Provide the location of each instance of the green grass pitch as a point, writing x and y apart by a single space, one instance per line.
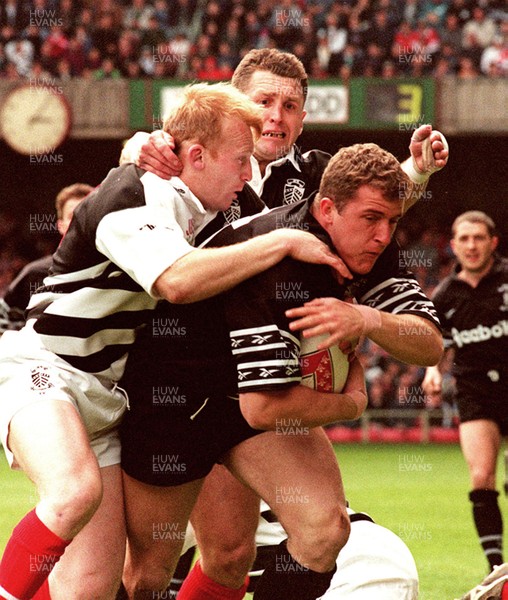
417 491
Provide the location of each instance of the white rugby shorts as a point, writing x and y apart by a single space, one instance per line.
30 373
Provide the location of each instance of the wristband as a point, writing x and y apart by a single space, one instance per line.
371 318
414 175
411 169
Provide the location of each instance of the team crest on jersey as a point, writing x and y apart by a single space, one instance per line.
504 290
293 190
41 379
233 213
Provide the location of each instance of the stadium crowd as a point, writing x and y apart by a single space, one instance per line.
198 40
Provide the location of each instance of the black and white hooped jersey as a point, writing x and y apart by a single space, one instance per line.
122 237
266 351
475 320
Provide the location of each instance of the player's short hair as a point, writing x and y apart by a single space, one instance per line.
475 216
362 164
199 113
76 191
283 64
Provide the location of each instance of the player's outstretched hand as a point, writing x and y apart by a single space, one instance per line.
429 150
339 319
153 152
157 155
307 247
432 385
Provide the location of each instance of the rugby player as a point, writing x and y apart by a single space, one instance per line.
472 304
129 244
210 425
277 81
374 560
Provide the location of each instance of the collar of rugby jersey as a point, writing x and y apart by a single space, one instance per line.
192 202
257 182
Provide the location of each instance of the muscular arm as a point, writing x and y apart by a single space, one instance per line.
407 337
429 153
206 272
300 406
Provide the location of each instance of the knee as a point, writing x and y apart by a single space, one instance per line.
151 578
321 538
72 501
228 563
483 478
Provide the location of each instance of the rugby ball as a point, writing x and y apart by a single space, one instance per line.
322 370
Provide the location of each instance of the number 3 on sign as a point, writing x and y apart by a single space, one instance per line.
410 102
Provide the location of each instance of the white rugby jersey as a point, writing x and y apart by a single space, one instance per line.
99 291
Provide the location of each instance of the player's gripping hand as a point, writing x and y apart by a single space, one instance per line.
153 152
429 152
306 247
432 385
342 321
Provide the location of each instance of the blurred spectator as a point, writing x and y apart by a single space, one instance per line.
344 38
233 35
21 54
63 70
335 33
68 15
182 18
461 9
405 42
479 31
373 60
14 13
137 15
105 36
153 35
381 32
451 33
467 68
438 8
494 59
107 70
93 59
55 46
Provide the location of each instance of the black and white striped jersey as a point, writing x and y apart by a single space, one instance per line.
266 351
99 291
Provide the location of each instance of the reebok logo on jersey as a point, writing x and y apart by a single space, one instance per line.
480 333
41 379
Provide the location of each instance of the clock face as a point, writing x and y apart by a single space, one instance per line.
35 120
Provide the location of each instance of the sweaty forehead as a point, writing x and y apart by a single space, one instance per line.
369 199
274 85
467 228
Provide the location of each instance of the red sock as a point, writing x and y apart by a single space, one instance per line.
198 586
31 553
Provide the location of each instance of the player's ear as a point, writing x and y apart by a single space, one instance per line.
195 154
327 209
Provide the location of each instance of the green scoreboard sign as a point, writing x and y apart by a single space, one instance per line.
361 104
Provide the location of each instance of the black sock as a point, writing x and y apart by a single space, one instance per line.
181 572
286 579
489 524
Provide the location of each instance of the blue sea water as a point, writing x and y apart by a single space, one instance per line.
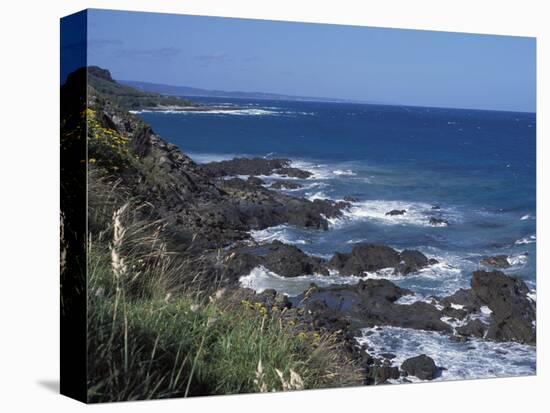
478 167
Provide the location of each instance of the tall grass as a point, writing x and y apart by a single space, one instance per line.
156 331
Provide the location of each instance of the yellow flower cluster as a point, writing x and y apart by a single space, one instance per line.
259 307
107 137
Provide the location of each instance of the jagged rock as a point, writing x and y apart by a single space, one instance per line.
412 261
289 261
474 328
499 261
394 212
513 314
381 374
253 166
350 198
438 222
372 302
282 259
253 180
372 257
421 366
285 185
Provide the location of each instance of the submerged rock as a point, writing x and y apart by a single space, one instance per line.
499 261
509 311
282 259
372 302
513 313
285 185
394 212
421 366
372 257
474 328
438 222
254 167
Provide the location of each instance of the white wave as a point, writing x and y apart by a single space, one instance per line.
318 171
417 213
526 240
517 260
472 359
281 233
346 172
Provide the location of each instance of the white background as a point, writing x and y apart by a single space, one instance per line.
29 159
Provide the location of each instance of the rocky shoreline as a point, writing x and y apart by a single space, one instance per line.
210 209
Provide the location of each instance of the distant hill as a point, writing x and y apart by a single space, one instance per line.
192 91
129 97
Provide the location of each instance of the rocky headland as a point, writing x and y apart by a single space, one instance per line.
209 209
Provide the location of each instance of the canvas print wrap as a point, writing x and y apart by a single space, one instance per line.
256 206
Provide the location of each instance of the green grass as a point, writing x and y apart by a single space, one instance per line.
155 332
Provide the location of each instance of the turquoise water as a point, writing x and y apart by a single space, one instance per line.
478 167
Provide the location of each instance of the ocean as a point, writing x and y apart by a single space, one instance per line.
474 169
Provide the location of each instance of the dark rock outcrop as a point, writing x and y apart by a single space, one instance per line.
498 261
513 314
372 257
253 166
474 328
372 302
394 212
421 366
438 222
285 185
282 259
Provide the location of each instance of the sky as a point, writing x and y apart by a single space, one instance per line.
393 66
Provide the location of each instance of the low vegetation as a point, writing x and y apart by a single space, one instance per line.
155 331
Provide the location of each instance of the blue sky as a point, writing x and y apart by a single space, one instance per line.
394 66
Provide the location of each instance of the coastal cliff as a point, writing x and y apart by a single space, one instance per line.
186 226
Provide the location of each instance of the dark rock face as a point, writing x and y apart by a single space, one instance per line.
412 261
381 374
513 314
285 185
438 222
365 257
284 260
253 166
372 257
474 328
253 180
260 208
289 261
396 212
372 302
421 366
499 261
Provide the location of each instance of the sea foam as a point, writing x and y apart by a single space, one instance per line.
462 360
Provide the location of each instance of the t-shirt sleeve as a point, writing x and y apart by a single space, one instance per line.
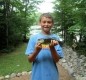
30 46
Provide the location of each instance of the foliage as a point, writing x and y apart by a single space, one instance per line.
17 16
70 16
14 62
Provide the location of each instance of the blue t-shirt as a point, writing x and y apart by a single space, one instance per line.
44 67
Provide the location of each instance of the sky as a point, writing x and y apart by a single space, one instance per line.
46 6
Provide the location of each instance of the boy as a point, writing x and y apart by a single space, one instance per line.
44 51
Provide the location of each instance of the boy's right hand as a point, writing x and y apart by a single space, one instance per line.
38 47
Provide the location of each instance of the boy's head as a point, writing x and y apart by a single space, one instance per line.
47 15
46 22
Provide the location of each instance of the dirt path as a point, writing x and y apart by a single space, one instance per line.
63 75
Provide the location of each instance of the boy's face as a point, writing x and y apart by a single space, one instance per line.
46 24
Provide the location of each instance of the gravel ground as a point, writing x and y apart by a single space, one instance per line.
63 75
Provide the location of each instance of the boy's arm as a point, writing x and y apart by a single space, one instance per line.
32 56
55 56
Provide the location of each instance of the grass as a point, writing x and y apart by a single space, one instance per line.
15 61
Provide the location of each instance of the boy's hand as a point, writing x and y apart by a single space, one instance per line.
53 43
38 47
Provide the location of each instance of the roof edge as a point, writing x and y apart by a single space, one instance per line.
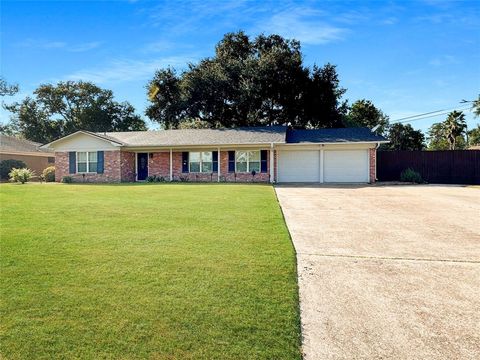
89 133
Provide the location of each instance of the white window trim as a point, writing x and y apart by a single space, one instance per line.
87 162
200 162
248 161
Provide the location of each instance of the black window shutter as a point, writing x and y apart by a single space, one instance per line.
264 162
100 162
231 161
72 162
185 161
215 161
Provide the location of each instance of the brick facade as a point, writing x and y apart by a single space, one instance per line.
119 166
159 165
373 165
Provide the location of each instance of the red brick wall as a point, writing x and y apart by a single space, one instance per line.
159 164
373 164
111 168
35 163
120 166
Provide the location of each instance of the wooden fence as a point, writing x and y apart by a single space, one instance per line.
440 167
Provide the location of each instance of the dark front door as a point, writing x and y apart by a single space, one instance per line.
142 166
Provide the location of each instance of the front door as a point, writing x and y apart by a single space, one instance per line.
142 166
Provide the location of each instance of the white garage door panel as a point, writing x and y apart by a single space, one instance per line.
299 166
346 166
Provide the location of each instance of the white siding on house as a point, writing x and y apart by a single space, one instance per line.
84 142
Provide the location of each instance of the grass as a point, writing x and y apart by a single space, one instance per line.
170 271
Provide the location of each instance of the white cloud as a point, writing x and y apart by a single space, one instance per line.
128 70
157 46
49 45
303 24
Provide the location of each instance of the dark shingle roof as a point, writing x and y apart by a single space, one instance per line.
250 135
339 135
10 143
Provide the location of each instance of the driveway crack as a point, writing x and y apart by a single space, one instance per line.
367 257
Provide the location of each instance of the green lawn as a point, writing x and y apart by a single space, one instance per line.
167 271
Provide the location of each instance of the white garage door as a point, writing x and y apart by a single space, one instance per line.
299 166
346 166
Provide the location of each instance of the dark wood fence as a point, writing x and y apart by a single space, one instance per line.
440 167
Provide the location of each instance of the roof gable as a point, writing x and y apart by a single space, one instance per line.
83 140
14 144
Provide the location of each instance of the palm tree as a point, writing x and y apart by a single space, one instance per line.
454 126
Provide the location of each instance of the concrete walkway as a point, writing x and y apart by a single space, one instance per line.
387 272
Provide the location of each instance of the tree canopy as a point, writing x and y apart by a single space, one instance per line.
7 89
61 109
248 82
365 113
449 134
404 137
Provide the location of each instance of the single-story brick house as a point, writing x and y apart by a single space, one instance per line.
31 153
259 154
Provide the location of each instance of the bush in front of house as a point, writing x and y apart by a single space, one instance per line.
21 175
410 175
67 179
48 174
155 178
7 165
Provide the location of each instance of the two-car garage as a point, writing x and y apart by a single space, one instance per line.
323 165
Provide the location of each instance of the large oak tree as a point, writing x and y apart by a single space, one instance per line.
261 81
61 109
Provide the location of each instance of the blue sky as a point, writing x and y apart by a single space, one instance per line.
408 57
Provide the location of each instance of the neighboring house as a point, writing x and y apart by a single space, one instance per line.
29 152
273 154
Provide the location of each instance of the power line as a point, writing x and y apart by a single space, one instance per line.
428 115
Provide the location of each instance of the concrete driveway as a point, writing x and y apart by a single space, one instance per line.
387 272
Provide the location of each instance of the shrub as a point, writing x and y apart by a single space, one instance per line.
48 174
7 165
410 175
155 178
21 175
67 179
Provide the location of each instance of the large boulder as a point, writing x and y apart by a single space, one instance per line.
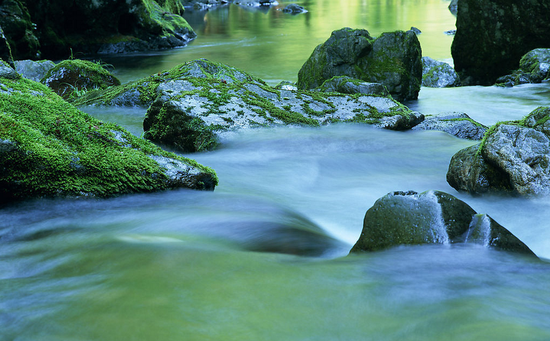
436 74
534 67
49 148
192 104
393 59
410 218
457 124
513 157
18 31
492 36
72 77
115 26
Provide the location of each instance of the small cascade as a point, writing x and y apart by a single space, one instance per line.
479 231
439 229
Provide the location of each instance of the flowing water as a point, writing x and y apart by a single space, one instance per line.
264 256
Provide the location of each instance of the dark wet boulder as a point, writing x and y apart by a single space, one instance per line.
49 148
433 217
534 67
347 85
294 9
457 124
33 70
513 157
18 30
493 35
89 26
393 59
72 77
436 74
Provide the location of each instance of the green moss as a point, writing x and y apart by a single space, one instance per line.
63 151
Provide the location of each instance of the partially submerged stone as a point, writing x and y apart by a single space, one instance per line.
456 124
512 158
33 70
49 148
436 74
71 77
393 59
433 217
193 103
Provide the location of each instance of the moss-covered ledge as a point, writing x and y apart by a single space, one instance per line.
49 148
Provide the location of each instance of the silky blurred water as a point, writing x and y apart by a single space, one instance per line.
264 256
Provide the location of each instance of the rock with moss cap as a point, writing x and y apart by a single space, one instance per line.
393 59
49 148
512 158
410 218
456 124
493 35
436 74
534 67
71 78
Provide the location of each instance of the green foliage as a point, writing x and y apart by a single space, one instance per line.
51 148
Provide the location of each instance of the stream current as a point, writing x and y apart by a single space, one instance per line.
222 265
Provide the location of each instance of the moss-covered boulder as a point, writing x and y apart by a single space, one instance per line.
410 218
456 124
492 36
92 26
49 148
393 59
534 67
33 70
436 74
514 157
191 105
70 78
18 30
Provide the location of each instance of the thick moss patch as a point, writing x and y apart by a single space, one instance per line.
50 148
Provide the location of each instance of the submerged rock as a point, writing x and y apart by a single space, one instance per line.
437 74
71 77
534 67
409 218
49 148
393 59
457 124
194 103
492 35
513 158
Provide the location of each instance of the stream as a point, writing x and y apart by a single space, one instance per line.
265 255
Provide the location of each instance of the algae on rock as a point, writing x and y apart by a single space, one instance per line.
49 148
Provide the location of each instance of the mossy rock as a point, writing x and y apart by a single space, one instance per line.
512 158
70 78
433 217
49 148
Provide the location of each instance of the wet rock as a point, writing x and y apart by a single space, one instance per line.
493 35
534 67
514 158
294 9
19 31
410 218
437 74
393 59
52 149
70 78
457 124
33 70
90 26
347 85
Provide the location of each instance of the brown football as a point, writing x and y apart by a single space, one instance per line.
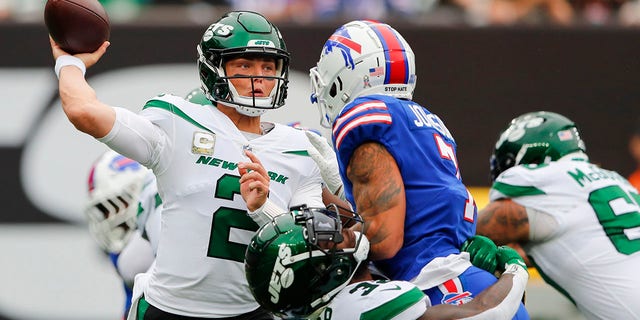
77 26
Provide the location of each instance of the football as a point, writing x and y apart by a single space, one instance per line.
77 26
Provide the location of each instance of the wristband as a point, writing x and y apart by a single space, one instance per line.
67 60
266 213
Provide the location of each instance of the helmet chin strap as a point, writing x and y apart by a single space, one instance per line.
265 102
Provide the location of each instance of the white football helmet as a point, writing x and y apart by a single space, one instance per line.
361 58
115 183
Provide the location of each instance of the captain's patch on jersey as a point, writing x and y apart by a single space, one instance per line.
203 143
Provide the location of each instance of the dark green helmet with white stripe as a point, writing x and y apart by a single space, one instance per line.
535 138
248 34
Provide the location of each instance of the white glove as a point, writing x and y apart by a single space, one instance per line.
322 153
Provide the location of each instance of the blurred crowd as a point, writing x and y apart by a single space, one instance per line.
476 13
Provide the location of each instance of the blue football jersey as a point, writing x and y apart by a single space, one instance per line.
440 211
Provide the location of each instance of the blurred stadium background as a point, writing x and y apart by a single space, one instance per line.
476 71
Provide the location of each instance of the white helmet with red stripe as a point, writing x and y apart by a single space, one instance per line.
115 184
361 58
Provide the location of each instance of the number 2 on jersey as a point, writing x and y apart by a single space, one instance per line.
621 226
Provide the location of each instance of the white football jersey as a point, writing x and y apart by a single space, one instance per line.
194 151
593 254
374 300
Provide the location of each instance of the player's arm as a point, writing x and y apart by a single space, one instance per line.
379 195
504 221
79 100
499 301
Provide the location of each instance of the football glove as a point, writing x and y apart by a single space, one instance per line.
322 153
482 252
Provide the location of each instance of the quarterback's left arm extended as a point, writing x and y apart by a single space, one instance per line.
504 222
378 192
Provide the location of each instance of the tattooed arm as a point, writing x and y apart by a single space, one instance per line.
378 192
505 222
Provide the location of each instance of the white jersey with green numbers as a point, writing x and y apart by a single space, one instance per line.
194 151
593 253
375 300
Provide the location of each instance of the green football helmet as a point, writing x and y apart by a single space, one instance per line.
242 33
535 138
293 266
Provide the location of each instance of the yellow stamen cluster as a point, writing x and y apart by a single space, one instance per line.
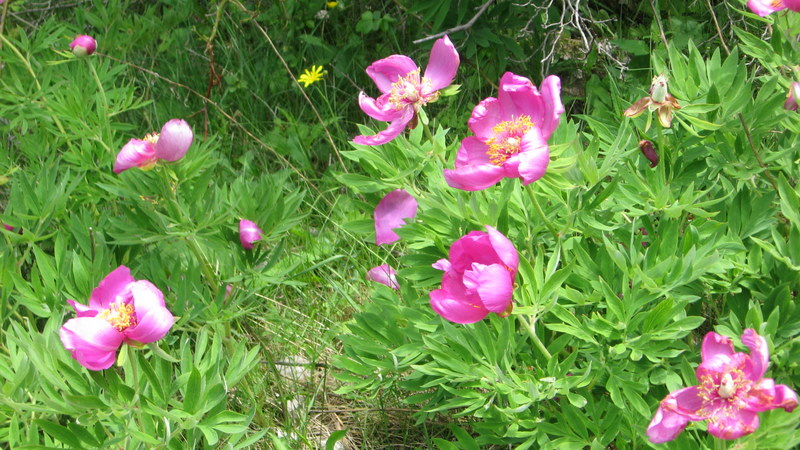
507 138
119 315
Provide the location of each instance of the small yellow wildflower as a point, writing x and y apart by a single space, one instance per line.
311 76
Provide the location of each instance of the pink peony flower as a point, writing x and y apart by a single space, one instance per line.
83 45
404 91
732 391
478 278
511 133
171 144
391 213
766 7
792 96
384 274
121 310
249 233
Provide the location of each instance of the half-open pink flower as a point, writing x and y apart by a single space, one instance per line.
732 391
120 310
511 133
478 278
405 91
170 145
391 213
83 45
766 7
384 274
249 233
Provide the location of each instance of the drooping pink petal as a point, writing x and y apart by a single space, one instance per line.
136 153
456 310
494 285
733 424
174 140
474 177
392 131
759 354
92 341
378 109
114 288
765 7
388 70
485 116
534 156
714 344
391 213
504 249
384 274
665 426
152 326
83 45
443 64
248 233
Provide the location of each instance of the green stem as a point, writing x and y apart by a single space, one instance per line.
532 194
530 326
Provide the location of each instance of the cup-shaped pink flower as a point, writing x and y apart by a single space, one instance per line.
511 133
249 233
766 7
478 277
404 91
120 310
384 274
792 97
174 140
83 45
731 392
391 213
170 145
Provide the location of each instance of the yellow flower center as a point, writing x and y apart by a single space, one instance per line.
410 90
119 315
507 138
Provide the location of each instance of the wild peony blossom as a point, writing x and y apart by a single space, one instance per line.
83 45
478 278
766 7
659 99
170 145
249 233
121 310
732 391
404 91
384 274
511 133
391 213
792 97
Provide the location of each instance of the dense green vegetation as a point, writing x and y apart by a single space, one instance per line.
624 266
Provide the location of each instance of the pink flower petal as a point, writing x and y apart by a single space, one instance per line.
443 64
391 213
474 177
759 354
92 341
456 310
504 249
248 233
714 344
392 131
384 72
534 156
733 424
114 288
384 274
485 116
136 153
174 140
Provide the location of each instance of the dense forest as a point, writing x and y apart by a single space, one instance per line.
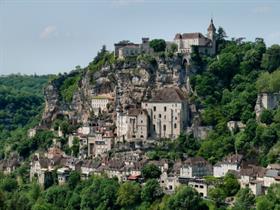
21 105
225 88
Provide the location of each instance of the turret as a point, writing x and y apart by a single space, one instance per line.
211 31
211 34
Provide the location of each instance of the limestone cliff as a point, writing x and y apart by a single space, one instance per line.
134 80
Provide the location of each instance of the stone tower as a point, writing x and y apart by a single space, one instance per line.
211 34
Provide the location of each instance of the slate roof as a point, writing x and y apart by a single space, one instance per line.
195 35
169 95
135 112
211 27
253 171
195 161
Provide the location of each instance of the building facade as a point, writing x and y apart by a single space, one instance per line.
195 167
205 44
168 113
132 125
126 48
99 103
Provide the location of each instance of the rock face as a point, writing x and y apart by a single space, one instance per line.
266 101
135 81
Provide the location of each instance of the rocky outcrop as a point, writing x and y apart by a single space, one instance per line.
135 81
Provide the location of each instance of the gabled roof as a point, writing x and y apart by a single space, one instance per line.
172 95
195 161
136 112
195 35
211 27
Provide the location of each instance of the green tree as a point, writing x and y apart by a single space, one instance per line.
8 184
186 198
75 147
245 200
128 195
74 179
231 185
271 58
158 45
271 200
151 191
266 117
56 195
150 171
218 196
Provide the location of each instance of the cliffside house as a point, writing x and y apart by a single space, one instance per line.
205 45
230 162
100 143
266 101
99 103
195 167
126 48
167 112
132 125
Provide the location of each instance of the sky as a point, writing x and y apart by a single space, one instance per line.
53 36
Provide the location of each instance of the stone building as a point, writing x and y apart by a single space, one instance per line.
100 143
205 45
230 162
266 101
126 48
168 113
100 102
195 167
132 125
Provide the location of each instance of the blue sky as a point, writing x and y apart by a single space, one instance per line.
52 36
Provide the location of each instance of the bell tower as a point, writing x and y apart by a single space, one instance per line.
211 31
211 34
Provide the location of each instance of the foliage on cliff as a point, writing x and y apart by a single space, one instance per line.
269 82
21 99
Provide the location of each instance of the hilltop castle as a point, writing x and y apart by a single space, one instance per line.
206 45
185 42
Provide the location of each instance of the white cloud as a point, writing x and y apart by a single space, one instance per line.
48 31
126 2
274 37
262 10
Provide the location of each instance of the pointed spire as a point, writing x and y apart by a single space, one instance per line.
211 26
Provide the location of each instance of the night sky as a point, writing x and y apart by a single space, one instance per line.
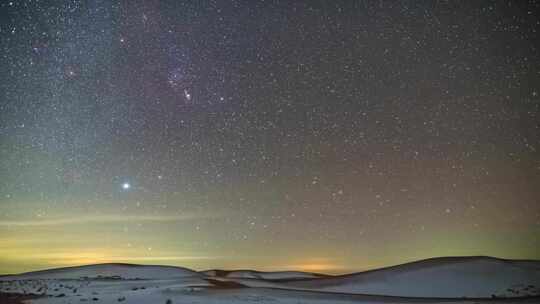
323 136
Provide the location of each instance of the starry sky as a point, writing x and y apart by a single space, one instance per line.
328 136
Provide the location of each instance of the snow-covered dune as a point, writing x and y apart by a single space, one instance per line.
252 274
438 277
113 270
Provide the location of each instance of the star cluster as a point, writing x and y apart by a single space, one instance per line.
268 134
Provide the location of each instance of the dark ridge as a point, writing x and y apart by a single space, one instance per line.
16 298
225 284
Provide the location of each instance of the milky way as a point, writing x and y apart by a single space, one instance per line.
329 137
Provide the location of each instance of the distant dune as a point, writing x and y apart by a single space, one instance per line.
124 271
437 280
252 274
438 277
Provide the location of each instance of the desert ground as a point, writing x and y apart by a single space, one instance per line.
438 280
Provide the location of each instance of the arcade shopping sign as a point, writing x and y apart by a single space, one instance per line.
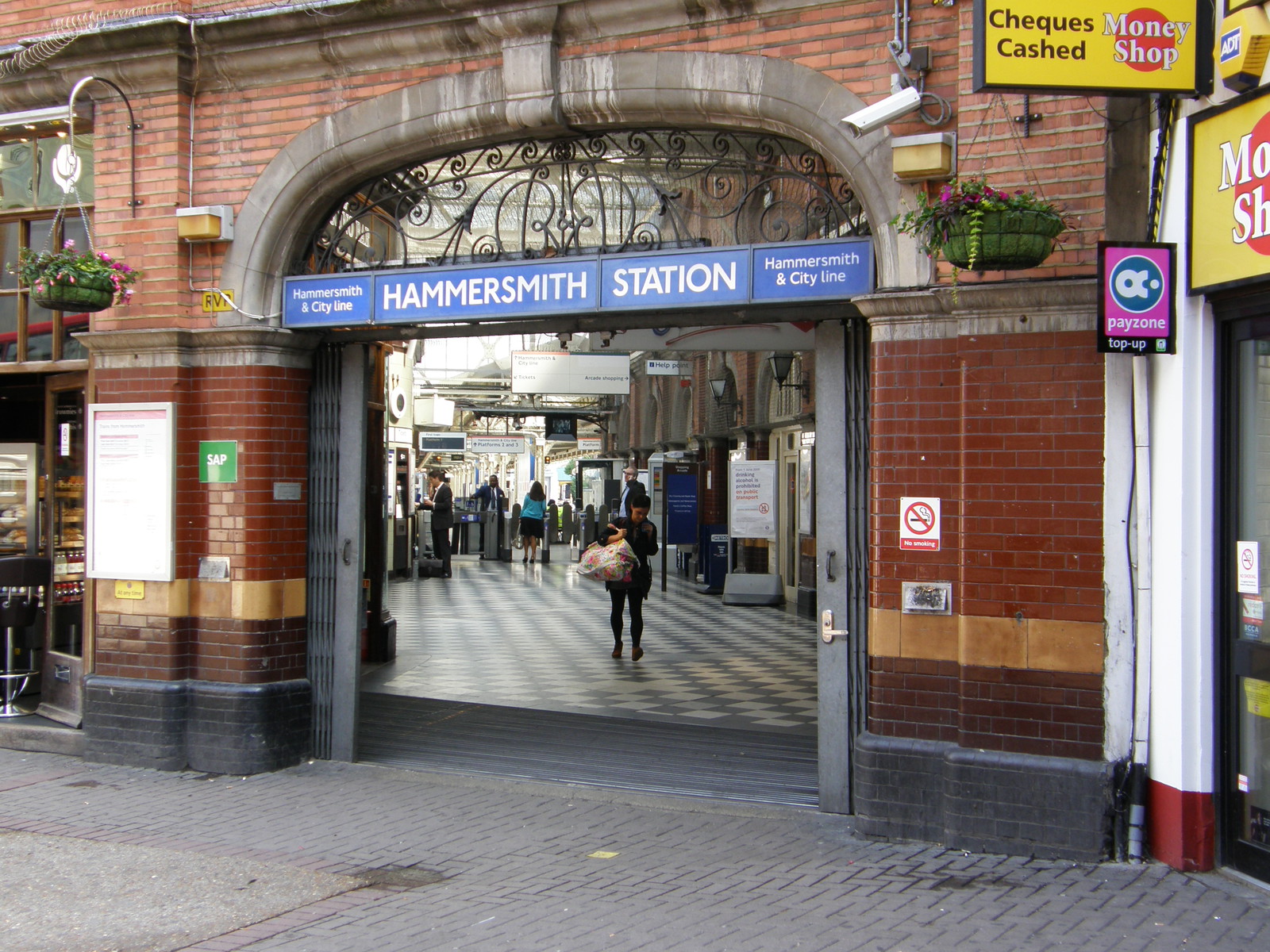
1230 196
746 274
1090 46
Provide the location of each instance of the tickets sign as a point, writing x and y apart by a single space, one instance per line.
1230 194
1089 46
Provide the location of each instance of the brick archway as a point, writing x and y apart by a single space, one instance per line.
683 89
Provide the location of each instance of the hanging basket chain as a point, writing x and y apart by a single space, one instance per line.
999 101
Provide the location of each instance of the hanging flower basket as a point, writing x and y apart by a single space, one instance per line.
1003 240
982 228
74 281
86 295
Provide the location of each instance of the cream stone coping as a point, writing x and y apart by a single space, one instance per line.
1032 644
241 601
○ ○ ○
Goal of the exercise
Nothing but the lines from the one containing "Provide the location of each instance of the desert" through the end of the listing should be printed, each exactly as it appears and without pictures.

Response area
Provide the location of each instance of the desert ground as a point, writing x and y apart by a single space, one instance per line.
438 280
Provide the location of each instance of the arcade shopping sign as a point, writing x and y apart by a single space, one instance per line.
1230 196
746 274
1090 46
Provide the location of each instance of the tickets sign as a point, writing x and y apart by a single space, one instance per line.
1230 194
1089 46
Provide the location of each instance of the brick archway as a point, writing x and y apart by a single space, one instance per line.
683 89
Provide the location of each instance of the hanging basket chain as a point, writing x and y apart by a single space, one instance per line.
999 101
Provide the location of each instance of the hanging flower basket as a point, writing x and y apart by a single space, one instance per line.
1003 240
982 228
74 281
86 295
Provide the location of each instance of the cream stone coping as a point, writing x and y apart by a single space, one instance per line.
1032 644
241 601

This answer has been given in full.